**Your task:**
Locate each line in the records below that contains the word "stone", and copy those lines in full.
[start of Extracted information]
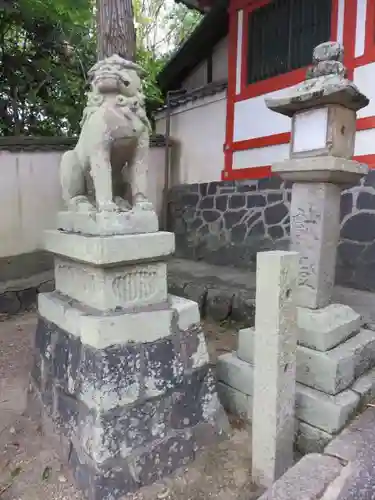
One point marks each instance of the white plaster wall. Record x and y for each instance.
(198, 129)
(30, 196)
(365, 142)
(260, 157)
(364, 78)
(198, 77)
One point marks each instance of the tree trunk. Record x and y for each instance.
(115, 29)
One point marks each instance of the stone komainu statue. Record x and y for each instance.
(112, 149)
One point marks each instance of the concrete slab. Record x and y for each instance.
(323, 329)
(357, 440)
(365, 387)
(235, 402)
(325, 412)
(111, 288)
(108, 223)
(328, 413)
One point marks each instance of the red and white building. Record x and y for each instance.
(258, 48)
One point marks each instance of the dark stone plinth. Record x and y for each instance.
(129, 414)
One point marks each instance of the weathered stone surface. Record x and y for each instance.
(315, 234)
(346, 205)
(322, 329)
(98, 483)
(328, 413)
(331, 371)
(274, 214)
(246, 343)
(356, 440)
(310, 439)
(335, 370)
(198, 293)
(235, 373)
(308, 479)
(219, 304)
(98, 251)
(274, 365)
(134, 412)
[end of Extracted information]
[start of Extracted information]
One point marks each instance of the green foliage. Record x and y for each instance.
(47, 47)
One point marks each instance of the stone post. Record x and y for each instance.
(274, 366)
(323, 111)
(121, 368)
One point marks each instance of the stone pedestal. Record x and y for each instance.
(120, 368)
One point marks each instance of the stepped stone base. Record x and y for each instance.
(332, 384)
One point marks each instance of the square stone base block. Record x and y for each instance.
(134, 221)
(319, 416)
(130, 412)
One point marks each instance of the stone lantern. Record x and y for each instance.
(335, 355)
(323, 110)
[end of Extracted information]
**Task output:**
One point marks each instance of the stone komainu statue. Record x and y for each instance.
One point marks each instance of the dark stone plinth. Record x and y for each instance.
One point marks each instance of the weathered stone surface. Record x and y for each instance.
One point marks each instance of the stone post. Record x and y for each instance.
One point marks each instance of the stone pedestal. Record x and y for each instance.
One point marks each instance of the stepped stone base. Record x and y for each instance.
One point marks each instance of the square stone base block. Record x and y for each instance.
One point marks each instance of the stone lantern. Record x and y for each instance.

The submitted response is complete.